Arrange every line of the rows below as a Markdown table with the columns "Line No." and "Text", numbering each line and leaving out blank lines.

[Saved data entries]

=====

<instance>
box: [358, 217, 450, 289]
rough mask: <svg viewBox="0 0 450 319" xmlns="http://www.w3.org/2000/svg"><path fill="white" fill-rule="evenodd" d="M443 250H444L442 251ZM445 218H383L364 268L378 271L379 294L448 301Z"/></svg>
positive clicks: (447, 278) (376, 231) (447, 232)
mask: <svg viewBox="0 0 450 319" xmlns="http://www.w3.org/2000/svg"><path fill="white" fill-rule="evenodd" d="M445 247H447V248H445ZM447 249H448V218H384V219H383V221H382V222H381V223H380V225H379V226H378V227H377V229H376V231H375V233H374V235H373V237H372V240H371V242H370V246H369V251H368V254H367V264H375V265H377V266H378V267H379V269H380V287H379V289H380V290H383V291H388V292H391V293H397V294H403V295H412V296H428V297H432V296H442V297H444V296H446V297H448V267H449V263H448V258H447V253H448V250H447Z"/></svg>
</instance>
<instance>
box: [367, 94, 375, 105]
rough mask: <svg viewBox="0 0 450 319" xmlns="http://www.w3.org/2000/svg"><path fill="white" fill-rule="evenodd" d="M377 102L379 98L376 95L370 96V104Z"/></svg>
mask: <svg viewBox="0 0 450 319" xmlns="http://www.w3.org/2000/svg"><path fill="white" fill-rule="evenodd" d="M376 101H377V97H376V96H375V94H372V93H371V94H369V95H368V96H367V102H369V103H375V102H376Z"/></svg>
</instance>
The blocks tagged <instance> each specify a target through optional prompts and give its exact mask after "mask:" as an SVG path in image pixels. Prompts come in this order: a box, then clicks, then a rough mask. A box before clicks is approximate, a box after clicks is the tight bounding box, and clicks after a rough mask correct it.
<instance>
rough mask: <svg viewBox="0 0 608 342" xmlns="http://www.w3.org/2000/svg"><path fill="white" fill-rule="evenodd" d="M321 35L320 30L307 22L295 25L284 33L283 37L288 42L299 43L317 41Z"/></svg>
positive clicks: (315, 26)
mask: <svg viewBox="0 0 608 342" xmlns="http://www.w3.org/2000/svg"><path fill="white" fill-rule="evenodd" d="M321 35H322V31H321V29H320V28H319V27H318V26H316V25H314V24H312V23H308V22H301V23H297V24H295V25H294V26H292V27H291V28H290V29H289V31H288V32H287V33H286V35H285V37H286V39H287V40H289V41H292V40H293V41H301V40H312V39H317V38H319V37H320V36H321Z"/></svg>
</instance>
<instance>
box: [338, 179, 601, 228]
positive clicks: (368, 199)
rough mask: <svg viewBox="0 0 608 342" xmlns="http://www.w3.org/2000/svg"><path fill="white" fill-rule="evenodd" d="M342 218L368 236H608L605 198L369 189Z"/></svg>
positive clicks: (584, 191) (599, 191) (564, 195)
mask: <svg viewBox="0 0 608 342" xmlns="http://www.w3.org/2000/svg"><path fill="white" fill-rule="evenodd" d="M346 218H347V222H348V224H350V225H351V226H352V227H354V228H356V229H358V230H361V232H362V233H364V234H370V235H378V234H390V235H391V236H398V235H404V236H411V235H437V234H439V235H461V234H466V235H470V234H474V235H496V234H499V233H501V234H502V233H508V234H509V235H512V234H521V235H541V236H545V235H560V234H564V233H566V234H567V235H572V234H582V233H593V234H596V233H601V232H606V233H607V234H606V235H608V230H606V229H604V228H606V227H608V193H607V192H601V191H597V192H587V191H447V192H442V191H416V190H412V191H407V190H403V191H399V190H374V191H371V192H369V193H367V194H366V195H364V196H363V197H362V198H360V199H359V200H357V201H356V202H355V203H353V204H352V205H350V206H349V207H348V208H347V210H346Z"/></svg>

=====

# RESPONSE TO THIS EXERCISE
| Line No. | Text |
|---|---|
| 1 | <instance> |
| 2 | box: [358, 217, 450, 289] |
| 3 | rough mask: <svg viewBox="0 0 450 319" xmlns="http://www.w3.org/2000/svg"><path fill="white" fill-rule="evenodd" d="M443 250H444L442 251ZM445 218H383L364 268L378 271L379 294L448 301Z"/></svg> |
| 4 | positive clicks: (447, 278) (376, 231) (447, 232) |
| 5 | mask: <svg viewBox="0 0 450 319" xmlns="http://www.w3.org/2000/svg"><path fill="white" fill-rule="evenodd" d="M445 247H447V248H445ZM447 249H448V218H384V219H383V221H382V222H381V223H380V225H379V226H378V227H377V229H376V231H375V233H374V235H373V237H372V240H371V242H370V246H369V251H368V254H367V264H375V265H377V266H378V267H379V269H380V287H379V289H380V290H383V291H388V292H391V293H397V294H403V295H412V296H428V297H432V296H442V297H444V296H446V297H448V267H449V263H448V258H447V253H448V250H447Z"/></svg> |
| 6 | </instance> |
| 7 | <instance> |
| 8 | box: [367, 94, 375, 105] |
| 9 | rough mask: <svg viewBox="0 0 450 319" xmlns="http://www.w3.org/2000/svg"><path fill="white" fill-rule="evenodd" d="M377 102L379 98L376 95L370 96V104Z"/></svg> |
| 10 | mask: <svg viewBox="0 0 450 319" xmlns="http://www.w3.org/2000/svg"><path fill="white" fill-rule="evenodd" d="M376 101H377V97H376V96H375V94H372V93H371V94H369V95H368V96H367V102H369V103H375V102H376Z"/></svg> |
| 11 | </instance> |
| 12 | The blocks tagged <instance> each specify a target through optional prompts and give its exact mask after "mask:" as an SVG path in image pixels. Prompts come in this order: a box, then clicks, then a rough mask. A box before clicks is approximate, a box after clicks is the tight bounding box, and clicks after a rough mask correct it. |
| 13 | <instance> |
| 14 | rough mask: <svg viewBox="0 0 608 342" xmlns="http://www.w3.org/2000/svg"><path fill="white" fill-rule="evenodd" d="M321 35L320 30L307 22L295 25L284 33L283 37L288 42L299 43L317 41Z"/></svg> |
| 15 | positive clicks: (315, 26) |
| 16 | mask: <svg viewBox="0 0 608 342" xmlns="http://www.w3.org/2000/svg"><path fill="white" fill-rule="evenodd" d="M321 35H322V31H321V29H320V28H319V27H318V26H316V25H314V24H312V23H308V22H301V23H297V24H295V25H294V26H292V27H291V28H290V29H289V31H288V32H287V33H286V35H285V37H286V39H287V40H289V41H292V40H293V41H301V40H312V39H317V38H319V37H320V36H321Z"/></svg> |
| 17 | </instance> |
| 18 | <instance> |
| 19 | box: [338, 179, 601, 228] |
| 20 | positive clicks: (368, 199) |
| 21 | rough mask: <svg viewBox="0 0 608 342" xmlns="http://www.w3.org/2000/svg"><path fill="white" fill-rule="evenodd" d="M342 218L368 236H608L605 198L369 189Z"/></svg> |
| 22 | positive clicks: (584, 191) (599, 191) (564, 195) |
| 23 | mask: <svg viewBox="0 0 608 342" xmlns="http://www.w3.org/2000/svg"><path fill="white" fill-rule="evenodd" d="M346 218H347V222H348V224H350V225H351V226H352V227H354V228H356V229H358V230H361V232H362V233H364V234H370V235H378V234H390V235H391V236H398V235H404V236H411V235H437V234H439V235H461V234H466V235H470V234H474V235H496V234H499V233H501V234H502V233H508V234H509V235H512V234H521V235H541V236H545V235H560V234H564V233H566V234H567V235H572V234H582V233H593V234H596V233H601V232H606V233H607V234H606V235H608V230H606V229H604V228H606V227H608V193H607V192H601V191H597V192H587V191H447V192H442V191H416V190H412V191H407V190H403V191H399V190H374V191H371V192H369V193H367V194H366V195H364V196H363V197H362V198H360V199H359V200H357V201H356V202H355V203H353V204H352V205H350V206H349V207H348V208H347V210H346Z"/></svg> |